Intervention de Alexis Corbière

Réunion du mercredi 5 janvier 2022 à 9h30
Commission des lois constitutionnelles, de la législation et de l'administration générale de la république

Photo issue du site de l'Assemblée nationale ou de WikipediaAlexis Corbière, rapporteur :

Mes chers collègues, sans doute la proposition de loi constitutionnelle que je m'apprête à vous présenter ne suscite-t-elle guère votre adhésion, mais je vous invite à l'examiner sans a priori. Ayant pour origine un constat simple, celui de la grave détérioration de notre vie civique, qui se manifeste de la façon la plus spectaculaire par une abstention très forte, elle traduit notre volonté d'inciter les citoyens à retourner aux urnes en leur octroyant des droits nouveaux de nature à modifier les rapports qu'ils entretiennent avec leurs représentants.

Cette proposition de loi est simple, forte et conforme aux fondements de notre tradition républicaine.

• [Données enregistrées]
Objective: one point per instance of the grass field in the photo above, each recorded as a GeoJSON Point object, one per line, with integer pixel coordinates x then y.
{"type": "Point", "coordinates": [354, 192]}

• [Objectif A] Dans l'intervention d'Alexis Corbière, relevez toutes les qualités attribuées à la proposition de loi dans la phrase qui commence par « Cette proposition de loi est ».
• [Objectif B] Poursuivez l'intervention d'Alexis Corbière à partir de sa dernière phrase.

• [Résultat attendu A]
- simple
- forte
- conforme aux fondements de notre tradition républicaine

• [Résultat attendu B]
Je veux insister tout d'abord sur l'abstention, dont on dit parfois qu'elle est une grève civique. De fait, lors des derniers rendez-vous électoraux, le peuple, souverain en république, ne s'est pas présenté. Ce phénomène ne doit pas rester dans l'angle mort de nos débats : nous sommes face à une urgence démocratique. Nous estimons, pour notre part, que si beaucoup ne voient plus l'intérêt d'aller voter, c'est parce que les institutions de la Ve République concentrent l'essentiel des pouvoirs entre les mains du Président de la République, au détriment notamment du Parlement. Aussi voulons-nous que le citoyen dispose de droits non seulement le jour du scrutin, mais aussi entre deux rendez-vous électoraux. Tel est l'objet de notre proposition de loi : le droit de révoquer les élus, nouveau droit démocratique, susciterait l'implication des citoyens, des électeurs. Il s'agit ici de remédier concrètement à une situation politique identifiée.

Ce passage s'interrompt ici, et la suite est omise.